§ **Text segment**
--- START ---

YOUR SOLIN GENERATED RECIPE
Crispy Tofu and Lentil Power Salad with Roasted Vegetables
Enjoy a vibrant and satisfying salad that combines crispy marinated tofu with hearty green lentils, fresh mixed greens, and a colorful medley of roasted carrots and red bell peppers. Accented with a light olive oil dressing, a sprinkle of nutritional yeast, and hemp seeds for an extra protein boost, this salad is a delightful, protein-packed vegetarian meal perfect for lunch.
INGREDIENTS
200g Extra-Firm Tofu
3/4 cup Cooked Green Lentils (approx. 150g)
30g Mixed Salad Greens
50g Carrot
50g Red Bell Pepper
1 tsp Olive Oil
1 tbsp Nutritional Yeast
1 tbsp Hemp Seeds
PREPARATION
Press the tofu gently with a clean towel to remove excess moisture. Cut into cubes and marinate lightly with a pinch of salt, pepper, and a few drops of olive oil.
Preheat your oven to 400°F. Toss the carrot and red bell pepper (cut into bite-sized pieces) with a minimal drizzle of olive oil, salt, and pepper.
Roast the vegetables in the oven on a baking sheet for about 15 minutes or until they are tender and slightly caramelized.
In a mixing bowl, combine the cooked green lentils, mixed salad greens, and the roasted vegetables.
Lightly pan-fry the tofu cubes in a non-stick skillet over medium-high heat until all sides are golden and crispy.
Gently toss the crispy tofu into the salad, then sprinkle nutritional yeast and hemp seeds over the top.
Drizzle a final touch of olive oil if desired, season with salt and pepper, and serve immediately.

--- END ---

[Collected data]
--- START ---

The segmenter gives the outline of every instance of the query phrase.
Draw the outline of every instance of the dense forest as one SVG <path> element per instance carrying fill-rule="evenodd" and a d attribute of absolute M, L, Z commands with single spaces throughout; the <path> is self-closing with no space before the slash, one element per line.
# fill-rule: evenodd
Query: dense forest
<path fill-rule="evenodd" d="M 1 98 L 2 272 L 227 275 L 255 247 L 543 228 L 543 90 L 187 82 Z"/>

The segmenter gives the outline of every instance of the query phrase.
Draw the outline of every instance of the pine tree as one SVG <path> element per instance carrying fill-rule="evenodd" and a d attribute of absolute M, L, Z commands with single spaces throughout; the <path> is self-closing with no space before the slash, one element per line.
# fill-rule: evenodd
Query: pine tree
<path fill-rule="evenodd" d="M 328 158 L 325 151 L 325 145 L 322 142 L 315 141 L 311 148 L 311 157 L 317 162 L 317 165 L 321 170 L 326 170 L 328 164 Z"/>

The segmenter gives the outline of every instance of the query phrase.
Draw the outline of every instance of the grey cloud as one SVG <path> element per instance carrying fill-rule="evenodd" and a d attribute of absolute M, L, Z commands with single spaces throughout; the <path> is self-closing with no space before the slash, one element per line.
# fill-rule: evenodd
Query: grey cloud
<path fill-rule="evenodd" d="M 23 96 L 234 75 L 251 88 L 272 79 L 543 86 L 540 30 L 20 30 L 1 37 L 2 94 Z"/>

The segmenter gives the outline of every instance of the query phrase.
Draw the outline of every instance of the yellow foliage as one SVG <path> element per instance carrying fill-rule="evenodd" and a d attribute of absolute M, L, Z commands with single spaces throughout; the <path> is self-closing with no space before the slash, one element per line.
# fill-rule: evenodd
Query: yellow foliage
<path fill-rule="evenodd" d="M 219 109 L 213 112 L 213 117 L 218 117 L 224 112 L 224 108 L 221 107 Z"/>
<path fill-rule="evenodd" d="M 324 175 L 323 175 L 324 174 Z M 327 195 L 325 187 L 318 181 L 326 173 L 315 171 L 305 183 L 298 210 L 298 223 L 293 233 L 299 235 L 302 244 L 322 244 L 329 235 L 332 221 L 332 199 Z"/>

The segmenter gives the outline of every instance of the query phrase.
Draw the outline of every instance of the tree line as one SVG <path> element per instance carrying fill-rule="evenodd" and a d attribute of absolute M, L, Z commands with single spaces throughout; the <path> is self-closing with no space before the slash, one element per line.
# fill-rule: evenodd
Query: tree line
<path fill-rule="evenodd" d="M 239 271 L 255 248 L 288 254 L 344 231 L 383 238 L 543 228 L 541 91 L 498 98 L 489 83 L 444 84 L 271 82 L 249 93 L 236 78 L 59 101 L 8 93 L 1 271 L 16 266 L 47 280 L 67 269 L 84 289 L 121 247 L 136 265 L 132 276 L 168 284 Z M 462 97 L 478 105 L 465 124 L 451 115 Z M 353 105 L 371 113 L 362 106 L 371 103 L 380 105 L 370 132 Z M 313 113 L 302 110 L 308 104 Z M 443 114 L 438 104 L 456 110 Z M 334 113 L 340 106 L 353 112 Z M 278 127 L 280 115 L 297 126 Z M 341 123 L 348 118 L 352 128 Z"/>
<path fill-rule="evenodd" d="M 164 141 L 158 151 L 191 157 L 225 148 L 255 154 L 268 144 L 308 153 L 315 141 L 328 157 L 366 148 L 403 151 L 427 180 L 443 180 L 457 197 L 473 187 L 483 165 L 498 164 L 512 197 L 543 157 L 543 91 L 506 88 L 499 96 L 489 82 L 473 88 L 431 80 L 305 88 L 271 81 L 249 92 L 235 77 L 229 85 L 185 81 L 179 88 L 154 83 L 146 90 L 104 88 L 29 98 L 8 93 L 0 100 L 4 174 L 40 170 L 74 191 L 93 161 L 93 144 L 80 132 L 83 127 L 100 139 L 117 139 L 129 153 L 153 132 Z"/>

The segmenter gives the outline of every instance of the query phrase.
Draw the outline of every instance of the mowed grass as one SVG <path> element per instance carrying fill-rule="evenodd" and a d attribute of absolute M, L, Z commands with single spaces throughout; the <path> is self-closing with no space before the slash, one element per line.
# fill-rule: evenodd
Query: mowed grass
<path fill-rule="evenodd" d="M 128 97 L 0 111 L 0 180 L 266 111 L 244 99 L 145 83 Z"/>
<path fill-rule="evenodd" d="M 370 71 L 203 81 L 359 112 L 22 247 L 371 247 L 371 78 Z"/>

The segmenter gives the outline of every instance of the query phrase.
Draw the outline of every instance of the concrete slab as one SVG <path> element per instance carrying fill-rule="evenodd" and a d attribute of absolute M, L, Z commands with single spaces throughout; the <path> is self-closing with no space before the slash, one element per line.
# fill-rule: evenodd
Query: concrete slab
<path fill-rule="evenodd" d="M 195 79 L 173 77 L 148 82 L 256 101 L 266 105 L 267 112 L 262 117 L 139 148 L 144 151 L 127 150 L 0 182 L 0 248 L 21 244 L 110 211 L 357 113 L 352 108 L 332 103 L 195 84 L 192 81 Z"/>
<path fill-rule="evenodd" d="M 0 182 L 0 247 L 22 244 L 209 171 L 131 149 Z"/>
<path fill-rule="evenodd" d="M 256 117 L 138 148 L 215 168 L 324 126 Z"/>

--- END ---

§ **Exercise prompt**
Can you reproduce, word for word, the part of the tofu and lentil salad recipe that opens with "30g Mixed Salad" and closes with "and slightly caramelized."?

§ **Result for this exercise**
30g Mixed Salad Greens
50g Carrot
50g Red Bell Pepper
1 tsp Olive Oil
1 tbsp Nutritional Yeast
1 tbsp Hemp Seeds
PREPARATION
Press the tofu gently with a clean towel to remove excess moisture. Cut into cubes and marinate lightly with a pinch of salt, pepper, and a few drops of olive oil.
Preheat your oven to 400°F. Toss the carrot and red bell pepper (cut into bite-sized pieces) with a minimal drizzle of olive oil, salt, and pepper.
Roast the vegetables in the oven on a baking sheet for about 15 minutes or until they are tender and slightly caramelized.